**Exercise data**
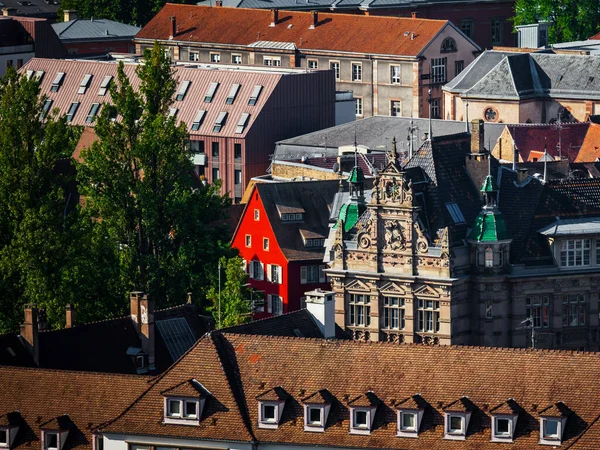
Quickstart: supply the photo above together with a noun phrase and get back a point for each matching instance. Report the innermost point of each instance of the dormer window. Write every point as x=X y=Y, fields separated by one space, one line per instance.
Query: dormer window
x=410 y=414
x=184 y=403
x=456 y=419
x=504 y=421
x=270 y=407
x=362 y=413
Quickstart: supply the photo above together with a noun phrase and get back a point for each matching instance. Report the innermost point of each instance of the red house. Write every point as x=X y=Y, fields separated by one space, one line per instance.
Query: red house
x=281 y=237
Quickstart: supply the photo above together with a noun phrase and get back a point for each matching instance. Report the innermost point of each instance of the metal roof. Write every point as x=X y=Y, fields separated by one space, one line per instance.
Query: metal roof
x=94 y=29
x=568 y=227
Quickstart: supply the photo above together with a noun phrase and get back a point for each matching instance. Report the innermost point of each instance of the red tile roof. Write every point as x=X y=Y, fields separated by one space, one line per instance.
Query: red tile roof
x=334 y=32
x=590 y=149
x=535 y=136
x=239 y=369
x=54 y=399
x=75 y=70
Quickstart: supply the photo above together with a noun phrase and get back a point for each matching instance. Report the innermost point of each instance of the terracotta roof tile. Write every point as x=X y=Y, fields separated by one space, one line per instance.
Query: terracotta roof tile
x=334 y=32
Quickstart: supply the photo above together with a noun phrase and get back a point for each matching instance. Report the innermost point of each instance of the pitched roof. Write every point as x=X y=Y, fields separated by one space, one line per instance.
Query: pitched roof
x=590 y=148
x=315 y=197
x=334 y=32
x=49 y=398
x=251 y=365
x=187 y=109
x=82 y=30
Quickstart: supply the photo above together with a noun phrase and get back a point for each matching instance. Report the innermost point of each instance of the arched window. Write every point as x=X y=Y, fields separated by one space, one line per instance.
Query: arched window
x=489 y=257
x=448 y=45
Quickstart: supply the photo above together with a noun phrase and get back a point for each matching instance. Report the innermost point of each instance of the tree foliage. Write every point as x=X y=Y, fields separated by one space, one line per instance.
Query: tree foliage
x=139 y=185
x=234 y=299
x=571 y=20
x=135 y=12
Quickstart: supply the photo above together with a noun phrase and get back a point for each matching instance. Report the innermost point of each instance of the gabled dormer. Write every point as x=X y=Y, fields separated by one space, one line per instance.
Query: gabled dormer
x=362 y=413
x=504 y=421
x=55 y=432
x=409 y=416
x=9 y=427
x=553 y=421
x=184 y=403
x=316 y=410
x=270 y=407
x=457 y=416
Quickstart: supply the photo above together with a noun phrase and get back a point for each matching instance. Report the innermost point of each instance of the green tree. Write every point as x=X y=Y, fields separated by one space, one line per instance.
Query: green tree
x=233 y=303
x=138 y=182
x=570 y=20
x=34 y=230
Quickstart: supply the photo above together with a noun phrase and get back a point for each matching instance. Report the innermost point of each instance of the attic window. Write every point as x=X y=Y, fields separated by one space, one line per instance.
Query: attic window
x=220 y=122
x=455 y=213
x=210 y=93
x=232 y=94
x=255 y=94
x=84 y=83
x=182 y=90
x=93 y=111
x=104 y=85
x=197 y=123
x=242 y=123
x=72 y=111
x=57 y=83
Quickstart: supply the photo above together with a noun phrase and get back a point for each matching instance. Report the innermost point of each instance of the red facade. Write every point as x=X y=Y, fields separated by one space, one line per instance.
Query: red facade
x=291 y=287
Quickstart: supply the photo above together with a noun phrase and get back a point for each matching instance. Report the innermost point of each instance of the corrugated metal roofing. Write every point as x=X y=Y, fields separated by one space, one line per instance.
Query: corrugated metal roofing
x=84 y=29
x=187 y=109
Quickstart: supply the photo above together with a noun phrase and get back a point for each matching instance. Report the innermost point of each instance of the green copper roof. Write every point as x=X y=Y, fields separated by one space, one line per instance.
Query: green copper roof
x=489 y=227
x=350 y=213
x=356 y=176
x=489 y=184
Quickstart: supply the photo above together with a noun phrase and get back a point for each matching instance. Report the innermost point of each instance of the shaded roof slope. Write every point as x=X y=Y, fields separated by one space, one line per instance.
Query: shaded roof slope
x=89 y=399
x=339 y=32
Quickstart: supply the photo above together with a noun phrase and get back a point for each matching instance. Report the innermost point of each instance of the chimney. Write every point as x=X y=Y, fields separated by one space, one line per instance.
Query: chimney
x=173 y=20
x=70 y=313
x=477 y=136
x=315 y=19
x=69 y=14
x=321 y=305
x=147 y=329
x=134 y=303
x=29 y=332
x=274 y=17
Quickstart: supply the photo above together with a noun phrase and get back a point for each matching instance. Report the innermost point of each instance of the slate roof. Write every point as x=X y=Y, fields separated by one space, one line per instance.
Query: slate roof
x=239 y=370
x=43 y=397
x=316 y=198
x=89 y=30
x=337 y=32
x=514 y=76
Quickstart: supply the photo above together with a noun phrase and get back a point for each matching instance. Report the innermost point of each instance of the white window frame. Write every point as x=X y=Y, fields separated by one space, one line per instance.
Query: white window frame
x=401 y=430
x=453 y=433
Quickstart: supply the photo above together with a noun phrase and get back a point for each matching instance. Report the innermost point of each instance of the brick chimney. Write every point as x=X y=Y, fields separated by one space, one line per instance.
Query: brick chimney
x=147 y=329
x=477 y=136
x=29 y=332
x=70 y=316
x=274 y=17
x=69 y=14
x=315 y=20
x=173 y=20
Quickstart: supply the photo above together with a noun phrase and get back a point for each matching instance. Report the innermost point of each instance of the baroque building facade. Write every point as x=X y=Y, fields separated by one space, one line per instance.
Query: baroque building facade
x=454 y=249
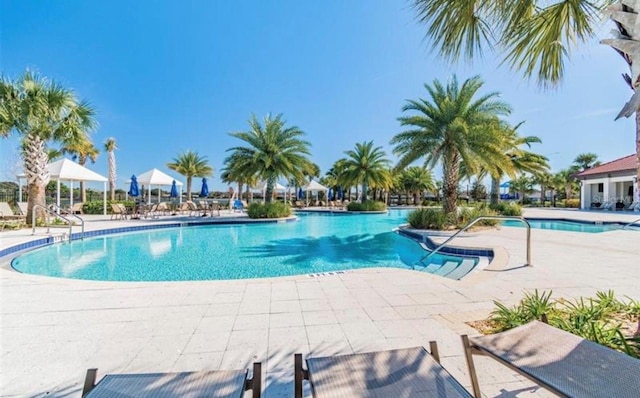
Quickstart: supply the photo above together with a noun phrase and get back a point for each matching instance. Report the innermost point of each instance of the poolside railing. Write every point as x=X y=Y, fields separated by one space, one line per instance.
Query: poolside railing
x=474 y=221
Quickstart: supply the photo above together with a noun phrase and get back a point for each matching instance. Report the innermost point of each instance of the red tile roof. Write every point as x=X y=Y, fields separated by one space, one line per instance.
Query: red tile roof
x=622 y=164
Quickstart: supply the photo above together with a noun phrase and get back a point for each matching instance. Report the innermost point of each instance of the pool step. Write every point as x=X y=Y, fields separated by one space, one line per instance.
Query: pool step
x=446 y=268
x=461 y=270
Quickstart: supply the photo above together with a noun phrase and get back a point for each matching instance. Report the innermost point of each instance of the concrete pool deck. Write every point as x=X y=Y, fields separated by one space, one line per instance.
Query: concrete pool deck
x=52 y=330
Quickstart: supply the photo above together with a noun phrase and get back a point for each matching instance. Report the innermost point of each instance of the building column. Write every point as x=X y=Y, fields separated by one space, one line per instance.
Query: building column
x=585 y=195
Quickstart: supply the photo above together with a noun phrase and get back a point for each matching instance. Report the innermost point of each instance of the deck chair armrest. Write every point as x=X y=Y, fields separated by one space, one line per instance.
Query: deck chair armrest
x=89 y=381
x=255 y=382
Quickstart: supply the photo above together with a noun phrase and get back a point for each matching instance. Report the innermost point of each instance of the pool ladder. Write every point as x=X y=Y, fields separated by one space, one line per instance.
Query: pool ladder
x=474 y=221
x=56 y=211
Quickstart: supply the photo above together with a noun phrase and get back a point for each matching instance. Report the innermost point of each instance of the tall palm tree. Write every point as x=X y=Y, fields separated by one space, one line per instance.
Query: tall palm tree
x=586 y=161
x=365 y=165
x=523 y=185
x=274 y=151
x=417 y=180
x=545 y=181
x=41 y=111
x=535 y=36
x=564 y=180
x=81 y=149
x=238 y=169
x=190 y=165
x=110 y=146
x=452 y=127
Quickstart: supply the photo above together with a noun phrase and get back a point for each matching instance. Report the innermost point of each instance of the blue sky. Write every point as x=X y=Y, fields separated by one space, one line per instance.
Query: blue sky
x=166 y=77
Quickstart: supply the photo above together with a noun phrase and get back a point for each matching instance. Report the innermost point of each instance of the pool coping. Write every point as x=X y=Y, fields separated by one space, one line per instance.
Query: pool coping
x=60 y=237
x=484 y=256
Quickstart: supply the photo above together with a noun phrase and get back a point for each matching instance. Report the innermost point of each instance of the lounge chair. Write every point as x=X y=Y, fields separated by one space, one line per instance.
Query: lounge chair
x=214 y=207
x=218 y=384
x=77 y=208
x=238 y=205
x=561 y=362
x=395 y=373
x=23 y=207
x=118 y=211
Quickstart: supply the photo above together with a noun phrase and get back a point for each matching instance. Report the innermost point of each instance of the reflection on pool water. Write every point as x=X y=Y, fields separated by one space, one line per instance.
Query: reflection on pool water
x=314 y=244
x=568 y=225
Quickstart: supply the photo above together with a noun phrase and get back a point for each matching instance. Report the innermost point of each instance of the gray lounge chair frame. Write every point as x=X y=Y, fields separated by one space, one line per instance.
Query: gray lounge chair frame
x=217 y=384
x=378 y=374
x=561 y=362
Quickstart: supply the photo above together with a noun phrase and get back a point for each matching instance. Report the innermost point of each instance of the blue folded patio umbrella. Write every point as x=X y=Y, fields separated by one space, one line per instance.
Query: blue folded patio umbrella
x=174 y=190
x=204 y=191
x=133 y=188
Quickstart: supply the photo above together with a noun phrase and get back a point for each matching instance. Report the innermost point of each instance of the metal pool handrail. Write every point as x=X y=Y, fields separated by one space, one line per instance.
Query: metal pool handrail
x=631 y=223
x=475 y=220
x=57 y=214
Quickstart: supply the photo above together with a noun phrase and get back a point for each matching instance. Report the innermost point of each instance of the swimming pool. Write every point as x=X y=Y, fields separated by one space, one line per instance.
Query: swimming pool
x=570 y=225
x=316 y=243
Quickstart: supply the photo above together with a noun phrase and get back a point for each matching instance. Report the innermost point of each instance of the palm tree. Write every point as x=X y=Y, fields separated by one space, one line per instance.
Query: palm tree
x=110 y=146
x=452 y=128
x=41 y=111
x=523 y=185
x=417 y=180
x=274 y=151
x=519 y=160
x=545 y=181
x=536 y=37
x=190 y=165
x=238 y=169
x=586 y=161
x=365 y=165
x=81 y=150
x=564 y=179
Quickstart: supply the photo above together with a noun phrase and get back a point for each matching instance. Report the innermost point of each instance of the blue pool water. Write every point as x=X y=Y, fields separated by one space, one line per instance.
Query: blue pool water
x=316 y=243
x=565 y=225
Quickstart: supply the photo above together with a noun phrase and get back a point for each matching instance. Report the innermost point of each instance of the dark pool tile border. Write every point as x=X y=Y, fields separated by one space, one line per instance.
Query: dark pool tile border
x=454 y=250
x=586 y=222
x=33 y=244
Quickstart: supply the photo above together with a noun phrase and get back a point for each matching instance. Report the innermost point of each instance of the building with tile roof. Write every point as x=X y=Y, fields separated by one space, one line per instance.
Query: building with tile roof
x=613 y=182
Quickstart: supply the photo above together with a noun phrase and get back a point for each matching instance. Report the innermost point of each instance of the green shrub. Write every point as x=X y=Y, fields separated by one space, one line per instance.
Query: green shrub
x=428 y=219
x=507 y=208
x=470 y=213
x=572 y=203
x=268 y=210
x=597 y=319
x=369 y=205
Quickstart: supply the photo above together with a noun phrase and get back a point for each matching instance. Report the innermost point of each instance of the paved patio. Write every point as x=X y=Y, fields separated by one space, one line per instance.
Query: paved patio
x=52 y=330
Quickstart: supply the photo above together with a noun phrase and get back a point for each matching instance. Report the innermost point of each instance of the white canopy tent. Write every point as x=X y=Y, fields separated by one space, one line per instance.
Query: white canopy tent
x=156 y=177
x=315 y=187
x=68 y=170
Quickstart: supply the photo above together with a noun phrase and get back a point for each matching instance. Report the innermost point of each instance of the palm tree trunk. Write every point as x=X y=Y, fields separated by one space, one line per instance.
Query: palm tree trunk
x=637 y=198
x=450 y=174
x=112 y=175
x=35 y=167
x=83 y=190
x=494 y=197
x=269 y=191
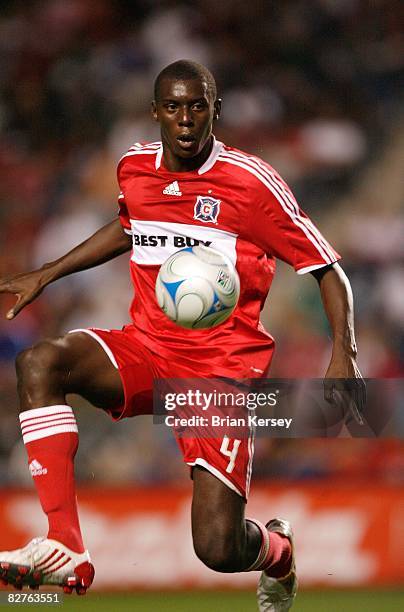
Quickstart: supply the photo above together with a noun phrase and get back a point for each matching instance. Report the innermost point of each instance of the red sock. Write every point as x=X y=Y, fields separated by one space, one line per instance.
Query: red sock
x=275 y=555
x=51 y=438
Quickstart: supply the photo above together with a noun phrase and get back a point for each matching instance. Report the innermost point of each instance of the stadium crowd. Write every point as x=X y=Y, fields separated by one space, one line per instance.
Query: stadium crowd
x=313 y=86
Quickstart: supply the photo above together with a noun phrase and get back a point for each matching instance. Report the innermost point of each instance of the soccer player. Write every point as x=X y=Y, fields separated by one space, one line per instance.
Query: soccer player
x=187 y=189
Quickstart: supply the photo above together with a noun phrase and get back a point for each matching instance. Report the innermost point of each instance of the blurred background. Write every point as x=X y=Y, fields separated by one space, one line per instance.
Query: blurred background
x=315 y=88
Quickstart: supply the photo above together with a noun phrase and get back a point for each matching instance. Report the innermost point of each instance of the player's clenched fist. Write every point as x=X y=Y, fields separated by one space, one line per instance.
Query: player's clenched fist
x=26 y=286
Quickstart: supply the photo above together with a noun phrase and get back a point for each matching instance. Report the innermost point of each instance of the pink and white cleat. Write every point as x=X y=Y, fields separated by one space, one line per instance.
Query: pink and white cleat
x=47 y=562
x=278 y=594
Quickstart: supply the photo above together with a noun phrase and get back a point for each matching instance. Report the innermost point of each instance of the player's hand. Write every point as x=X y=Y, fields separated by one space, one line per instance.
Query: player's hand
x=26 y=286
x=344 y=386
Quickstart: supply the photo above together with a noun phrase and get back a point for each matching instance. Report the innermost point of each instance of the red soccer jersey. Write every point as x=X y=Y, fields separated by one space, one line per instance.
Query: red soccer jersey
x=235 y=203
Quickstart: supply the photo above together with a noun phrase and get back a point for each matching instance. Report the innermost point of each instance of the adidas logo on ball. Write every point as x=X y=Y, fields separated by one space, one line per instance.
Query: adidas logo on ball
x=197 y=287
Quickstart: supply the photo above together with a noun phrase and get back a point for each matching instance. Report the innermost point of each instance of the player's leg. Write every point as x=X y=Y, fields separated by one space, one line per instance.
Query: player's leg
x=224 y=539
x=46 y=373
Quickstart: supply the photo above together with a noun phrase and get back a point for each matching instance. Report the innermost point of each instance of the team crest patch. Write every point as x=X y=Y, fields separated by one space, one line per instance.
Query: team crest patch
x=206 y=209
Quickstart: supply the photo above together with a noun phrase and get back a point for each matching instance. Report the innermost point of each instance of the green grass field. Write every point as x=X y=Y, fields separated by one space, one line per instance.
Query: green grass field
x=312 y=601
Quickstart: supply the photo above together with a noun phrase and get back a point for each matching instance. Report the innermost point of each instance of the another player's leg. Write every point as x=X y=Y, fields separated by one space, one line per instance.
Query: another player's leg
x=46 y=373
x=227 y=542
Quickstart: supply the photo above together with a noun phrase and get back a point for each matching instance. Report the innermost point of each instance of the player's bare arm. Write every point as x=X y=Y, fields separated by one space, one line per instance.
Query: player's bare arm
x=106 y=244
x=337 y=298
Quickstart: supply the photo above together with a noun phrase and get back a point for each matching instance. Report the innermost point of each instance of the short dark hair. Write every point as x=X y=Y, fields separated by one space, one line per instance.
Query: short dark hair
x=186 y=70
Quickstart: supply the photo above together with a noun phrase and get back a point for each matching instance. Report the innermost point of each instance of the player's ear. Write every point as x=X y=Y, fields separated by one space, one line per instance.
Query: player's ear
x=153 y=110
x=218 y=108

**Task brief**
In the records above, return only the line that contains "Query: green grass field" and every line after it through the last, exactly as they appear.

**Exercise output**
Query: green grass field
x=312 y=601
Quickstart: supply the photo above together with a noun phrase and get back a point for each matching instance. Report the innermost point of each instance of the another player's leg. Write every point as x=X y=Y, fields separated by one space, one line per instance.
Query: another player's leg
x=46 y=373
x=227 y=542
Quickstart: supply the photo above together with a noun phrase and get back a point for each matching instance. Report the innermost point of each instance of the player's bare arm. Write every point as x=X y=Y, fields separated by one space, one line per instance.
Query: player's bare arm
x=106 y=244
x=337 y=298
Quickstart: supply the photo above together with a noun phrase and get back a point for each matching instance. Report the innermost point of each instance of the short dark hair. Write every point as x=X y=Y, fields separated by one space, one line per instance.
Query: short dark hair
x=186 y=70
Quickstart: supply the photo above together with a noun phrase and get back a point for each matching instance. Report the innermost point of each instance of the player's ear. Write every point as x=X y=Y, fields separated by one space, one line per instance.
Query: player's ear
x=153 y=110
x=218 y=108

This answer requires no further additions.